▶ _SUPPLIED ENTRIES_:
--*--

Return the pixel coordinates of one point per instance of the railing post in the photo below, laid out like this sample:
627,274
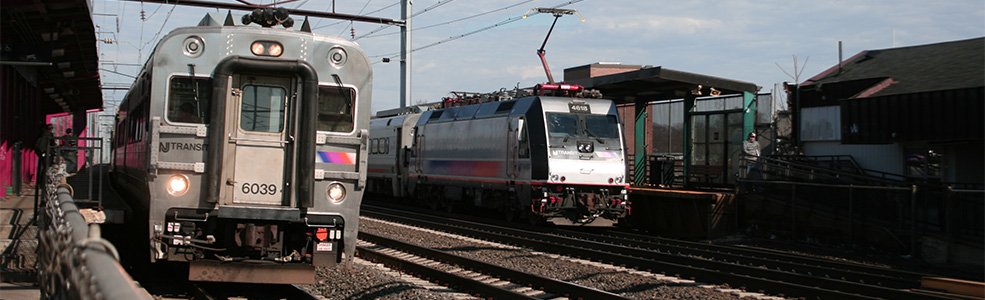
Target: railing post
16,174
947,213
851,214
913,219
793,208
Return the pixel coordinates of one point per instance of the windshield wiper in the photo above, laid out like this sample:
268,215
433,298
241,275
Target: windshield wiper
589,133
570,134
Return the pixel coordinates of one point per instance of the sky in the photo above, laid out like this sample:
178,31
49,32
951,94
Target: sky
752,41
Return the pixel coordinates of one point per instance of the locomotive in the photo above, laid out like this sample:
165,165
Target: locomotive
558,160
243,148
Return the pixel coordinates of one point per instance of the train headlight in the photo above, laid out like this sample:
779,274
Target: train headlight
178,185
266,48
336,193
337,56
193,46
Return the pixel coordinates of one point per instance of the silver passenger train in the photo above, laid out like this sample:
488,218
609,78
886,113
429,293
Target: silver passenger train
244,149
554,159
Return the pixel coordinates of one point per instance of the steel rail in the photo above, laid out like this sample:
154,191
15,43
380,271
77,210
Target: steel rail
545,284
761,258
753,278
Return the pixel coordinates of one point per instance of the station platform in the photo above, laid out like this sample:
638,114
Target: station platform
684,214
18,241
98,203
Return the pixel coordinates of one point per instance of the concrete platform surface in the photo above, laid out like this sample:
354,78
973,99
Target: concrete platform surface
19,291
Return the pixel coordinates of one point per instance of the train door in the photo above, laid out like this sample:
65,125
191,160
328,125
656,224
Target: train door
513,137
261,138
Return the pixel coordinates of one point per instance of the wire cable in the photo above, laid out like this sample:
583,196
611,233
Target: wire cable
369,13
359,13
449,39
370,34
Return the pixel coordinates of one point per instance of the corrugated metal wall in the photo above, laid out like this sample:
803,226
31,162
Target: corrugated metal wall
821,123
887,158
935,116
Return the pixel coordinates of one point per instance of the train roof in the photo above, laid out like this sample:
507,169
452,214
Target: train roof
512,107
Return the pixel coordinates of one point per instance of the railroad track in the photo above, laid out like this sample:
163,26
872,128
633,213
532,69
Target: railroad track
223,291
479,279
768,273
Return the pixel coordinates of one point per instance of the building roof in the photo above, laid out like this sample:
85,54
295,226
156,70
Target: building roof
622,83
906,70
57,41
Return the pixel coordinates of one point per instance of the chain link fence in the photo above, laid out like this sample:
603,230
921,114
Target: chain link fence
74,261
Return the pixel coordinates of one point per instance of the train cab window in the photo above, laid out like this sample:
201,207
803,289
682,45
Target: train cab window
335,109
603,126
562,125
263,108
183,106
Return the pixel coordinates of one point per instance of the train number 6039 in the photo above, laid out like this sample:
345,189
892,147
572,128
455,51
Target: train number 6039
259,188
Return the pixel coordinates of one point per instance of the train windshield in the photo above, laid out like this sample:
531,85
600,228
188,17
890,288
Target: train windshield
183,105
603,126
263,108
335,109
562,125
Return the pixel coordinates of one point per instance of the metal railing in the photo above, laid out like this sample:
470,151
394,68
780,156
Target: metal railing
74,262
863,205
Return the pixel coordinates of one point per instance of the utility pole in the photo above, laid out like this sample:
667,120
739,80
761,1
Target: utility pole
405,49
797,125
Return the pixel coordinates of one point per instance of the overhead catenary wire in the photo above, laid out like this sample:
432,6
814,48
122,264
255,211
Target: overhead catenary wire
391,56
359,13
429,8
370,34
369,13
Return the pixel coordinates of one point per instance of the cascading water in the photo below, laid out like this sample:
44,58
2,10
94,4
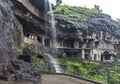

--*--

▶ _STATED TASK_: Copy out every line of the material above that contains the word "catenary".

▶ _REPLY TO THE EXERCISE_:
Return the pixel coordinates of one point per instance of the overhead catenary wire in the photo above, laid out like this sample:
Target: overhead catenary wire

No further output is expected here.